____ Data for processing
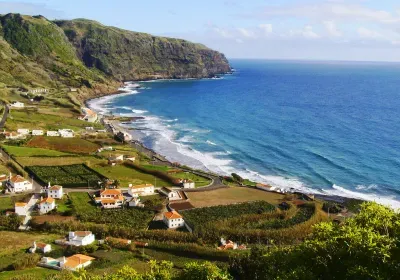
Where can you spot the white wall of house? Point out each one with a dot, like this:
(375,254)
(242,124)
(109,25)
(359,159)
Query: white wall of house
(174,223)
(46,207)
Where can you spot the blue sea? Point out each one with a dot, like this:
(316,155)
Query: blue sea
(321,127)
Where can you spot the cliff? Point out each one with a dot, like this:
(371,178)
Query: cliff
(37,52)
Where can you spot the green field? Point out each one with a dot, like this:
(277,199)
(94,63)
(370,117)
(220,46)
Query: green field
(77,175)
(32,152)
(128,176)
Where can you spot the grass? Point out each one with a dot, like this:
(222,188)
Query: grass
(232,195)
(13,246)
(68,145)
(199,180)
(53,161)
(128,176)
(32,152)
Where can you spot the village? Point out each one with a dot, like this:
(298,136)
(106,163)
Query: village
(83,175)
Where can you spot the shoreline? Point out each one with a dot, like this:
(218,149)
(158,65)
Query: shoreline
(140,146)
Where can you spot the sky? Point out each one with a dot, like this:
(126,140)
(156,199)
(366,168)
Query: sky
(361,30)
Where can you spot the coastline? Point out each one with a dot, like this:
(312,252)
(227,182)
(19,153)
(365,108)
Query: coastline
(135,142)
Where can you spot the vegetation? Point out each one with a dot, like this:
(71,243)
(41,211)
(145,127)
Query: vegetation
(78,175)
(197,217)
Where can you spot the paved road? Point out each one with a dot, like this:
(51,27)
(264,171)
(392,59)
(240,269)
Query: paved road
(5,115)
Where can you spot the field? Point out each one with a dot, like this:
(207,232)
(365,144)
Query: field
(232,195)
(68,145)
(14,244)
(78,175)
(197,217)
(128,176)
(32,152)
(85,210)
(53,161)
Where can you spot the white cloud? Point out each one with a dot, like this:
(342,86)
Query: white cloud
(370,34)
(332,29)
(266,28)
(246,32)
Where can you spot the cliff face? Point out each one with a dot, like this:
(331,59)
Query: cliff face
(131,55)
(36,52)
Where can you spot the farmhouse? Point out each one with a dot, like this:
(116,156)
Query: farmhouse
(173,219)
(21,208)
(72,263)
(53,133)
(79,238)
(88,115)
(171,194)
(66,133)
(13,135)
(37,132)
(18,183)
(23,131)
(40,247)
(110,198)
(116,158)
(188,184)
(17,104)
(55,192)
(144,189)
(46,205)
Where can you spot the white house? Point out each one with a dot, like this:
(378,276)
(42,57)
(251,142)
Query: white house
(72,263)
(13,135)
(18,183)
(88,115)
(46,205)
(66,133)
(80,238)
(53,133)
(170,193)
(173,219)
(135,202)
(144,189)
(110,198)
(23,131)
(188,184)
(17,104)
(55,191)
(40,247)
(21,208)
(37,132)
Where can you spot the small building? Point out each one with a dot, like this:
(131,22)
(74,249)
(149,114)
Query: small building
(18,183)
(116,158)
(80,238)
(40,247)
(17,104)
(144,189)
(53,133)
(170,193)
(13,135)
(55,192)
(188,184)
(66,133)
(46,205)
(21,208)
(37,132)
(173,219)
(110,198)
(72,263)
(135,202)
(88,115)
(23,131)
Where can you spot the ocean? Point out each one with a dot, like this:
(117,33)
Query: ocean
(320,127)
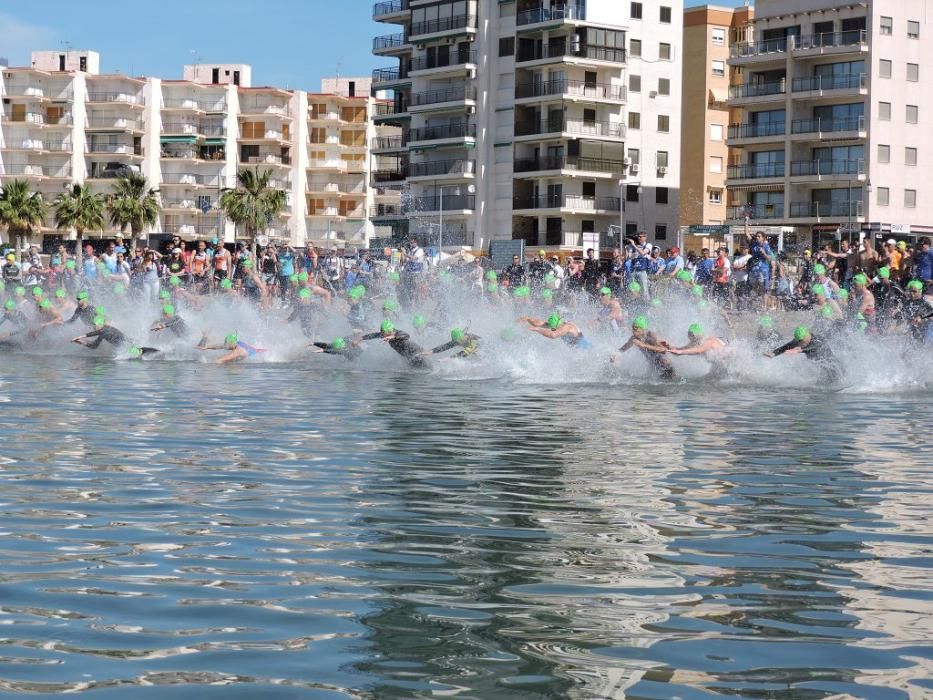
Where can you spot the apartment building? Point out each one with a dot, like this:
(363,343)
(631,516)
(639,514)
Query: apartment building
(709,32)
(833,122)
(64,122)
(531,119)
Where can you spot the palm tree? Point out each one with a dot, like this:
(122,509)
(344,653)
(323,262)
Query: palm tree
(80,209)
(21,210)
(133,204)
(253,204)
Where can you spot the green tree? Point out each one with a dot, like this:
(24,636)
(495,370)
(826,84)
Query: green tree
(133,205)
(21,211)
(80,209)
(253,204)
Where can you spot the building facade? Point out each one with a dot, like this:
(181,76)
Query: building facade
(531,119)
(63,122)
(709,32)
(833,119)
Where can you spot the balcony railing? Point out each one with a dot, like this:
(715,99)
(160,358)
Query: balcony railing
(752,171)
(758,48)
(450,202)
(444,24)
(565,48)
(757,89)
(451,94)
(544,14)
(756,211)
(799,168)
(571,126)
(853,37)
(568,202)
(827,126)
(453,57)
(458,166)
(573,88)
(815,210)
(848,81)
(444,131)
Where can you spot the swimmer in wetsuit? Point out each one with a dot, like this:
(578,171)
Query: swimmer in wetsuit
________
• **Problem details**: Recast the lines above as a JSON list of strings, one string per line and with blank lines omitted. Leave the pictures out of the list.

• **Correct output**:
[
  "Where can you spot the white wall of house? Point out each one with a dot, like this:",
  "(375,254)",
  "(242,124)",
  "(109,25)",
  "(359,159)",
  "Query: white wall of house",
  "(174,223)",
  "(46,207)",
  "Where can you spot the blue sea? Point out each one with a dot, like this:",
  "(316,155)",
  "Query: blue sea",
  "(321,127)",
  "Where can you spot the cliff? Point out each one with a dot, like this:",
  "(371,178)",
  "Query: cliff",
  "(37,52)",
  "Where can you spot the green field? Point out each one with a dot, like this:",
  "(277,199)",
  "(94,63)",
  "(370,117)",
  "(220,46)",
  "Query: green field",
  "(77,175)",
  "(32,152)",
  "(128,176)",
  "Where can you spot the grass? Point out each one with a dot, like this:",
  "(222,188)",
  "Query: grass",
  "(232,195)",
  "(13,246)",
  "(68,145)",
  "(199,180)",
  "(53,161)",
  "(128,176)",
  "(32,152)",
  "Where can you spot the village? Point out each one with a dot, like this:",
  "(298,136)",
  "(106,163)",
  "Query: village",
  "(83,175)",
  "Where can you spot the shoreline? Point out each one with a dot, like this:",
  "(218,149)",
  "(158,65)",
  "Query: shoreline",
  "(140,146)",
  "Where can you spot the sky? Point out each one with a dot, like this:",
  "(126,140)",
  "(156,199)",
  "(366,168)",
  "Query: sky",
  "(361,30)",
  "Where can you spot the coastline? Point out each one with a dot, like this:",
  "(312,252)",
  "(227,182)",
  "(19,153)",
  "(365,108)",
  "Query: coastline",
  "(135,142)",
  "Where can you spot the vegetation? Point out each one with a dot, like this:",
  "(71,243)",
  "(41,211)",
  "(145,127)",
  "Query: vegetation",
  "(78,175)",
  "(197,217)",
  "Where can you spot the paved road? Point out each one with a dot, like this:",
  "(51,27)",
  "(264,171)",
  "(392,59)",
  "(240,269)",
  "Query: paved road",
  "(5,115)",
  "Where can you spot the field? Point out each one with a dot, like this:",
  "(207,232)",
  "(365,144)",
  "Query: field",
  "(232,195)",
  "(68,145)",
  "(14,244)",
  "(78,175)",
  "(197,217)",
  "(128,176)",
  "(32,152)",
  "(85,210)",
  "(53,161)",
  "Where can you spot the white cloud? Point out each one with a dot, like this:",
  "(342,86)",
  "Query: white cloud",
  "(370,34)",
  "(332,29)",
  "(266,28)",
  "(246,32)",
  "Where can you spot the cliff face? Point out each one with a dot, like this:",
  "(331,59)",
  "Query: cliff face",
  "(131,55)",
  "(36,52)",
  "Where can you spot the farmhouse? Point out each one with a dot, like this:",
  "(116,156)",
  "Query: farmhouse",
  "(173,219)",
  "(21,208)",
  "(72,263)",
  "(53,133)",
  "(79,238)",
  "(88,115)",
  "(171,194)",
  "(66,133)",
  "(13,135)",
  "(37,132)",
  "(18,183)",
  "(23,131)",
  "(40,247)",
  "(110,198)",
  "(116,158)",
  "(188,184)",
  "(17,104)",
  "(55,192)",
  "(144,189)",
  "(46,205)",
  "Where can you spot the white house? Point out each one with a dot, like this:",
  "(378,276)",
  "(42,57)",
  "(251,142)",
  "Query: white house",
  "(72,263)",
  "(13,135)",
  "(18,183)",
  "(88,115)",
  "(46,205)",
  "(66,133)",
  "(80,238)",
  "(53,133)",
  "(170,193)",
  "(173,219)",
  "(135,202)",
  "(144,189)",
  "(110,198)",
  "(23,131)",
  "(188,184)",
  "(17,104)",
  "(55,191)",
  "(40,247)",
  "(21,208)",
  "(37,132)",
  "Where can you spot the small building? Point out each one with a dot, like this:",
  "(131,22)",
  "(74,249)",
  "(149,114)",
  "Query: small building",
  "(18,183)",
  "(116,158)",
  "(80,238)",
  "(40,247)",
  "(17,104)",
  "(144,189)",
  "(53,133)",
  "(170,193)",
  "(13,135)",
  "(55,192)",
  "(188,184)",
  "(66,133)",
  "(46,205)",
  "(21,208)",
  "(37,132)",
  "(173,219)",
  "(110,198)",
  "(72,263)",
  "(135,202)",
  "(88,115)",
  "(23,131)",
  "Where can you spot the ocean? Point out each one with a dot, like this:",
  "(117,33)",
  "Query: ocean",
  "(320,127)",
  "Where can you spot the apartment building? Point out each one with a dot, like this:",
  "(363,343)",
  "(631,516)",
  "(639,514)",
  "Query: apartment building",
  "(709,32)",
  "(833,122)",
  "(64,122)",
  "(531,119)",
  "Where can you spot the palm tree? Point out each one with a dot, like this:",
  "(122,509)",
  "(344,653)",
  "(323,262)",
  "Query: palm tree",
  "(80,209)",
  "(21,210)",
  "(133,204)",
  "(253,204)",
  "Where can you spot the green tree? Point out each one with a dot, like this:",
  "(24,636)",
  "(495,370)",
  "(826,84)",
  "Query: green tree",
  "(133,205)",
  "(21,211)",
  "(80,209)",
  "(253,204)",
  "Where can you spot the building facade? Point out each one with a dot, like this:",
  "(181,76)",
  "Query: building facade",
  "(531,119)",
  "(63,122)",
  "(709,32)",
  "(833,119)",
  "Where can you spot the balcony railing? Point out each one with a dot, like this:",
  "(715,99)",
  "(160,358)",
  "Query: balcony railing",
  "(752,171)",
  "(758,48)",
  "(450,202)",
  "(444,24)",
  "(565,48)",
  "(757,89)",
  "(451,94)",
  "(544,14)",
  "(756,211)",
  "(799,168)",
  "(571,126)",
  "(853,37)",
  "(568,202)",
  "(827,126)",
  "(453,57)",
  "(458,166)",
  "(573,88)",
  "(815,210)",
  "(848,81)",
  "(444,131)",
  "Where can you spot the swimmer in wetsuit? Point out each one with a dot, like this:",
  "(578,171)",
  "Query: swimmer in wetsuit"
]